In the biography of Martin A. Lindquist below, what does the Acute to Chronic Pain Signatures (A2CPS) project aim to accomplish?

━━━━━ Supplied text ━━━━━

- Education: Rutgers University (PhD, 2001)
- Awards: OHBM Education in Neuroimaging Award
- Scientific career
- Fields: Biostatistics, Neuroscience
- Workplaces: Johns Hopkins University
- Thesis: Fast Functional MRI Using Two-Dimensional Prolate Spheroidal Wavefunctions (2001)
- Doctoral advisors: Lawrence Shepp and Cun-Hui Zhang

= Martin A. Lindquist =

Swedish-american Biostatistician

Martin A. Lindquist is a statistician and biostatistician whose work focuses on functional magnetic resonance imaging (fMRI), neuroimaging methodology, brain connectivity, causal inference, and pain neuroscience. He is a professor in the Department of Biostatistics at the Johns Hopkins Bloomberg School of Public Health. His research has included statistical modeling of the hemodynamic response in fMRI, dynamic functional connectivity, mediation analysis in neuroimaging, and methodological work on reliability, preprocessing, and biomarkers in brain imaging.

== Early life and education ==

Lindquist was born in Stockholm, Sweden. He completed an MSc in engineering physics at the Royal Institute of Technology (KTH) in Stockholm in 1997 and earned a PhD in statistics from Rutgers University in 2001. His doctoral dissertation was titled Fast Functional MRI Using Two-Dimensional Prolate Spheroidal Wavefunctions. His thesis advisors were Lawrence Shepp and Cun-Hui Zhang.

== Career ==

After completing his doctorate, Lindquist was a postdoctoral associate at the Center for Magnetic Resonance Research at the University of Minnesota from 2001 to 2002. He joined Columbia University in 2002 as an assistant professor of statistics and became an associate professor in 2008. In 2012 he moved to Johns Hopkins University as an associate professor of biostatistics, and in 2015 he became a full professor.

== Research ==
Lindquist's published work spans several areas of neuroimaging statistics. His early research included methods for rapid fMRI acquisition and the statistical analysis of high-temporal-resolution imaging data. He later published on hemodynamic response modeling, dynamic functional connectivity, and reliability in neuroimaging research. He has also published on causal inference and mediation analysis for neuroimaging data, including functional causal mediation and high-dimensional mediation models. His more recent work has addressed pain neuroimaging and neuroimaging-based biomarkers. His co-authored publications include work on neurologic signatures of physical pain. He is a principal investigator on the Acute to Chronic Pain Signatures (A2CPS) project, which seeks to identify biomarkers and advance the study of pain.

━━━━━ Excerpted data ━━━━━

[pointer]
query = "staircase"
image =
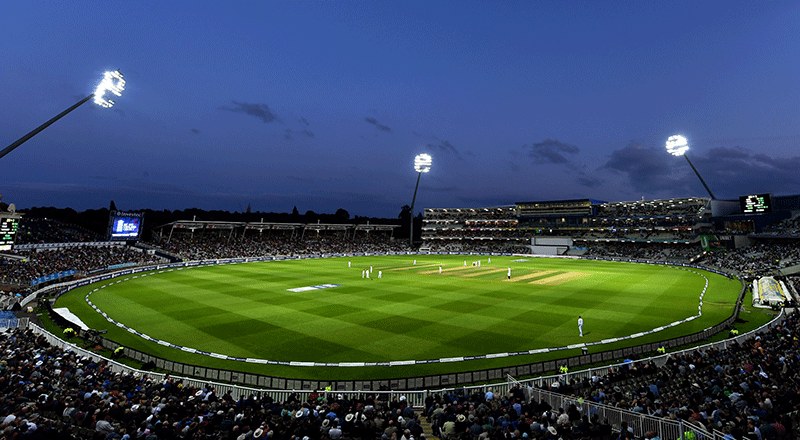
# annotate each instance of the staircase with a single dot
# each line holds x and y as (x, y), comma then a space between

━━━━━

**Final answer:**
The A2CPS project, on which Lindquist is a principal investigator, seeks to identify biomarkers and to advance the study of pain.